I have hesitated to mention some benchmarks I did for optimal
caching techniques for a database load, because they were so old,
but maybe the ideas might spark something of value in the
discussion. I'm talking about early 1985 on 80286 hardware on DOS
with a Terminate and Stay Resident (TSR) cache external to the
database. The external cache used LRU caching, and I was looking
at what caching I could do inside the database to improve real
database workloads which tended to include both OLTP and reporting.
I found two types of caches improved performance. Neither was a
substitute for the LRU cache closer to the hardware, and
eliminating either reduced performance over having both. One was
index-specific -- each connection caused to be held in cache the
last page at each level of the index. This proved useful because
in our real life applications it turned out that the next "random"
access on an index was very often the same or near the previous.

■ Tasks to carry out
**1)** In the text on database caching, what caching policy did the external TSR cache use?
**2)** Rewrite everything in the text on database caching from "I found two" down to "near the previous.", putting "session" in place of "connection".

■ Data to examine
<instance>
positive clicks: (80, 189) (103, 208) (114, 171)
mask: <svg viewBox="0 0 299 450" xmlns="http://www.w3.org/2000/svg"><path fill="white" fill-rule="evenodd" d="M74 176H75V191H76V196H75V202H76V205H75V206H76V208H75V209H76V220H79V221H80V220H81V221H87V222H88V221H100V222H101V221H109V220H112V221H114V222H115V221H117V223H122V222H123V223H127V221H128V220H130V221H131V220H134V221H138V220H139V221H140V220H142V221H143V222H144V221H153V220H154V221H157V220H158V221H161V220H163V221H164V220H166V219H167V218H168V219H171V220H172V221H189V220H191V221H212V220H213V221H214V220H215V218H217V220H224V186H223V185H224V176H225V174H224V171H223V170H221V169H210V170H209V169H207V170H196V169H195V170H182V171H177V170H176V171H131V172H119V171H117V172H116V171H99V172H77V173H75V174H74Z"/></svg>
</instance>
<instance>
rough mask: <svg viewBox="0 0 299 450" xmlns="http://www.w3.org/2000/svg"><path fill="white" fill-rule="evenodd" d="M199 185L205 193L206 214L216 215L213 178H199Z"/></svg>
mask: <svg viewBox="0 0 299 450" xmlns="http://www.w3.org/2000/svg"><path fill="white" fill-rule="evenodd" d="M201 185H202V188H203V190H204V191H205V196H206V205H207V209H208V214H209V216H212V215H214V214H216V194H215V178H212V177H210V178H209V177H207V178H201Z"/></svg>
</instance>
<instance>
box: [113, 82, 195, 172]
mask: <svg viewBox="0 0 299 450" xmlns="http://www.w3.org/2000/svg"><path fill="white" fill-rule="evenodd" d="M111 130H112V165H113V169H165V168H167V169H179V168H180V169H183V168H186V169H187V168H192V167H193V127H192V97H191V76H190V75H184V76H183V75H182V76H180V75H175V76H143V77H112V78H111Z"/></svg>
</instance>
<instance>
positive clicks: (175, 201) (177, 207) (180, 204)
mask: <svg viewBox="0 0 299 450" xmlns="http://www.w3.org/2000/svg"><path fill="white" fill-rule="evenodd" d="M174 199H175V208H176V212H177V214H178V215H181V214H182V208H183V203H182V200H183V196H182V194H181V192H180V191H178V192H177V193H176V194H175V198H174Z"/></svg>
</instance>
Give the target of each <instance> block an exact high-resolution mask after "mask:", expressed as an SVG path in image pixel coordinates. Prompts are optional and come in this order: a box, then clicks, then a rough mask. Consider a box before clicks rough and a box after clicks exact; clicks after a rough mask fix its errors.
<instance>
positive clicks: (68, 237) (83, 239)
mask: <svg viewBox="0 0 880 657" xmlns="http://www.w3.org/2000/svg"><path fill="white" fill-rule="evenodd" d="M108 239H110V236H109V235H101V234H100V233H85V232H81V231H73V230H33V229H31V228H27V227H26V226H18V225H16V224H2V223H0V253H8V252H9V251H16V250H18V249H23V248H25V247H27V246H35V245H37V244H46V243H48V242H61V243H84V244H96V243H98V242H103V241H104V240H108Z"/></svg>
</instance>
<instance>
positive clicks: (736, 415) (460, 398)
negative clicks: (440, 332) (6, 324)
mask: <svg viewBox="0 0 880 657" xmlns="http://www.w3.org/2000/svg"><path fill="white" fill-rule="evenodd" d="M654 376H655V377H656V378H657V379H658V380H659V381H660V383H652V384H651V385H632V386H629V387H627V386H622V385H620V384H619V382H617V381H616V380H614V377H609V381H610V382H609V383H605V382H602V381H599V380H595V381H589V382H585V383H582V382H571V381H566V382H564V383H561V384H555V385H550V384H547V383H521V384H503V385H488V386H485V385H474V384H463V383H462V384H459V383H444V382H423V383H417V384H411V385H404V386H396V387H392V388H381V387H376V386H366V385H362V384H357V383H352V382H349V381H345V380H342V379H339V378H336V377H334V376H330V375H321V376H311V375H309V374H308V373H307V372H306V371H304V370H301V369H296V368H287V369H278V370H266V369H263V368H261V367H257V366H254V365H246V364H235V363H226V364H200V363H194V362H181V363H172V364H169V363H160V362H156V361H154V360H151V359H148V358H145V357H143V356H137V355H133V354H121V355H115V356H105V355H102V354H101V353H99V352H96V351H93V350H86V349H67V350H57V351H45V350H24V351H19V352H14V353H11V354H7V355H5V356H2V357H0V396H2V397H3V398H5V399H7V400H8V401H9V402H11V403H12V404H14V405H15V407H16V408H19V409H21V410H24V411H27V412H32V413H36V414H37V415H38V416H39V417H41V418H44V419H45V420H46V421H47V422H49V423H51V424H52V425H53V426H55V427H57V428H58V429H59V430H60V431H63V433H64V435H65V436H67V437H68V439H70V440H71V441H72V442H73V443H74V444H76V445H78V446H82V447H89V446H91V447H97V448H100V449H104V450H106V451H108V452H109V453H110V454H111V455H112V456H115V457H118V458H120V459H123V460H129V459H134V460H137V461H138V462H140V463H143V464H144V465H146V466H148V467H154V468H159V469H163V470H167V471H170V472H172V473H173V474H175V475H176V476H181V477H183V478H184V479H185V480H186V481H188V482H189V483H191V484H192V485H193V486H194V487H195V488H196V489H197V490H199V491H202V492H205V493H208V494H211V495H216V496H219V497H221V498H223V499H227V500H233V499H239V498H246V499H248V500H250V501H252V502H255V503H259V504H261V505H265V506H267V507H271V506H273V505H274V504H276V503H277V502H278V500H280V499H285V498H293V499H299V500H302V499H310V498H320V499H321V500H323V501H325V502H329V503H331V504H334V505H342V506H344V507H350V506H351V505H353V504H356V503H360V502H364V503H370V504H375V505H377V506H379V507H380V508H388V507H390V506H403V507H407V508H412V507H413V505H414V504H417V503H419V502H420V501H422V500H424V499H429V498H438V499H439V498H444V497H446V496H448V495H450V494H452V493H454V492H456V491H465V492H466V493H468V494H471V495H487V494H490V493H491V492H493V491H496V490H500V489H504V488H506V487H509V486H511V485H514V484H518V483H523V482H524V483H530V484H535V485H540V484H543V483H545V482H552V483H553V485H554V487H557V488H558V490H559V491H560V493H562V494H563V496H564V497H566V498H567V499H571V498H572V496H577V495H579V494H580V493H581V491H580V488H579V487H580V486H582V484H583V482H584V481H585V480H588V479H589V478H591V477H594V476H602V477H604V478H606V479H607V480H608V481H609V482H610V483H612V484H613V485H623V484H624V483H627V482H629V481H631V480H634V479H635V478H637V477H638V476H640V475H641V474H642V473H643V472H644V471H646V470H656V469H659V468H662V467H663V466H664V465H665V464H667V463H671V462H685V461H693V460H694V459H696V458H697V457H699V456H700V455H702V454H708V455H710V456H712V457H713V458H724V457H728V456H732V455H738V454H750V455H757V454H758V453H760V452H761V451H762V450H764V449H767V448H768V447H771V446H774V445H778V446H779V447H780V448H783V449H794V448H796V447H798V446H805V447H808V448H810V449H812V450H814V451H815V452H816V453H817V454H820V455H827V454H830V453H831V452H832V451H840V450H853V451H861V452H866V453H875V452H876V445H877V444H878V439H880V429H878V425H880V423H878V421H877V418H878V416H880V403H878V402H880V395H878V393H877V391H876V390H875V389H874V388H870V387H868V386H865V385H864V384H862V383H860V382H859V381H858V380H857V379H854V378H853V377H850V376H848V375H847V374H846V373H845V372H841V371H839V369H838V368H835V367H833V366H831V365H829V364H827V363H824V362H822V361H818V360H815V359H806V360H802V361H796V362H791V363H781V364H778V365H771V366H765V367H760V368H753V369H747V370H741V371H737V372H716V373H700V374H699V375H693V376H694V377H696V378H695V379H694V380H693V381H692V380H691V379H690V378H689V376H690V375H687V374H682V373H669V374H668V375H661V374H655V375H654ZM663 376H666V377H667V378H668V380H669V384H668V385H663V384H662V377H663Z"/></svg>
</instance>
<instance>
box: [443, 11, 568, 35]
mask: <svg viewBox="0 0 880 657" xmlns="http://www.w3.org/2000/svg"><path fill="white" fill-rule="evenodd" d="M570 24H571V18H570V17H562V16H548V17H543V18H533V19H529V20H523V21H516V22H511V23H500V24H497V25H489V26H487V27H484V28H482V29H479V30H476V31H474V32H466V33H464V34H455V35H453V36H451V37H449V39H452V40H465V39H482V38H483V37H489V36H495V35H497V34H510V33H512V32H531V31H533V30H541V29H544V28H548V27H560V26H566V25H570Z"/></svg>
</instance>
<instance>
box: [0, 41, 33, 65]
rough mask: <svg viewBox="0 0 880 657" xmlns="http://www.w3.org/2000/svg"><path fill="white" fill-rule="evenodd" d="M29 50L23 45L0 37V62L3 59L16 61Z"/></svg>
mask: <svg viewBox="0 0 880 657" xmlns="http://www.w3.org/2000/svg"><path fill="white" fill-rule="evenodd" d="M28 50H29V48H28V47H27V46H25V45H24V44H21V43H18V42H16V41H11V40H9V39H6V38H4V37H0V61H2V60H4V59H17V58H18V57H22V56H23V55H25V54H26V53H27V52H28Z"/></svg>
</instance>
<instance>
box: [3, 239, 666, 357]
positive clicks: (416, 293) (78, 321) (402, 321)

■ Outputs by task
**1)** LRU caching.

**2)**
I found two types of caches improved performance. Neither was a
substitute for the LRU cache closer to the hardware, and
eliminating either reduced performance over having both. One was
index-specific -- each session caused to be held in cache the
last page at each level of the index. This proved useful because
in our real life applications it turned out that the next "random"
access on an index was very often the same or near the previous.